=== DESCRIPTION DE LA TÂCHE ===
Recopiez les lignes allant de celle qui contient "Exercise. For every instance of the plaid" jusqu'à celle qui contient "point(434, 287)", en remplaçant "eyeglasses" par "sunglasses". Ne changez rien d'autre.

Entrées de données enregistrées:
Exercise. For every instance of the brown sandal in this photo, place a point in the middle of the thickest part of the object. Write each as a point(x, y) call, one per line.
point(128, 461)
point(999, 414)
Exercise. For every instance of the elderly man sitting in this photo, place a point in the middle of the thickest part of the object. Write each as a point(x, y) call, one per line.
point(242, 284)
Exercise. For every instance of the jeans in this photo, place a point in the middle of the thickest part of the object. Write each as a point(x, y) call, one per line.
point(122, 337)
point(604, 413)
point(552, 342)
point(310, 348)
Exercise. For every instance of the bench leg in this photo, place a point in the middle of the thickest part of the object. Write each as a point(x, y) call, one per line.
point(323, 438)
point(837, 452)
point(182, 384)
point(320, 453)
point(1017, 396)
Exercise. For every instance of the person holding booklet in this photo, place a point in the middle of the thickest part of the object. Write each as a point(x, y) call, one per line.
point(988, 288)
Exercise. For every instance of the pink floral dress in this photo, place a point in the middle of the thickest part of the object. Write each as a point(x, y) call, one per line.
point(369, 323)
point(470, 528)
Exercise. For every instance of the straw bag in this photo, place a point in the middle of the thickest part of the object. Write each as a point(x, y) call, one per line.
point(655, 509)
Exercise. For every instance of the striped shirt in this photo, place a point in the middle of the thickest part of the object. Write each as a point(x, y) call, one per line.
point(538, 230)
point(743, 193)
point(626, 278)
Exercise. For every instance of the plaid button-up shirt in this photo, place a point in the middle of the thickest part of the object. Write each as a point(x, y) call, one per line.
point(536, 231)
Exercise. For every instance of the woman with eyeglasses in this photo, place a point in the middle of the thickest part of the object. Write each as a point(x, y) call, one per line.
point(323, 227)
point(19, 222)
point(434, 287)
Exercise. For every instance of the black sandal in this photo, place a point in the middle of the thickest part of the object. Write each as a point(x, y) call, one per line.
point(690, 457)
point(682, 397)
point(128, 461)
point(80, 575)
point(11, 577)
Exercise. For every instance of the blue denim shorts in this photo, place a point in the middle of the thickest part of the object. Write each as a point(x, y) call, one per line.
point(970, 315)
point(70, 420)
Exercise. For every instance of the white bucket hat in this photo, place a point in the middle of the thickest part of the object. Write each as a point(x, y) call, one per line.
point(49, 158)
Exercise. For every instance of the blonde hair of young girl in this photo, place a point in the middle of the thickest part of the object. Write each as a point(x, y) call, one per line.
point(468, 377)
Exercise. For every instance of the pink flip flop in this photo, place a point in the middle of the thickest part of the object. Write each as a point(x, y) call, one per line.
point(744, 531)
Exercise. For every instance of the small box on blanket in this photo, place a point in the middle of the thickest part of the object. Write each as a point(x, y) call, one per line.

=== RÉPONSE CI-DESSOUS ===
Exercise. For every instance of the plaid button-up shirt in this photo, place a point in the middle of the thickest part of the object. Write each as a point(x, y) call, one per line.
point(536, 231)
Exercise. For every instance of the woman with sunglasses in this photo, place a point in the middle of the thickest part of the object. Write each as a point(x, y) call, one per line.
point(323, 227)
point(19, 222)
point(434, 287)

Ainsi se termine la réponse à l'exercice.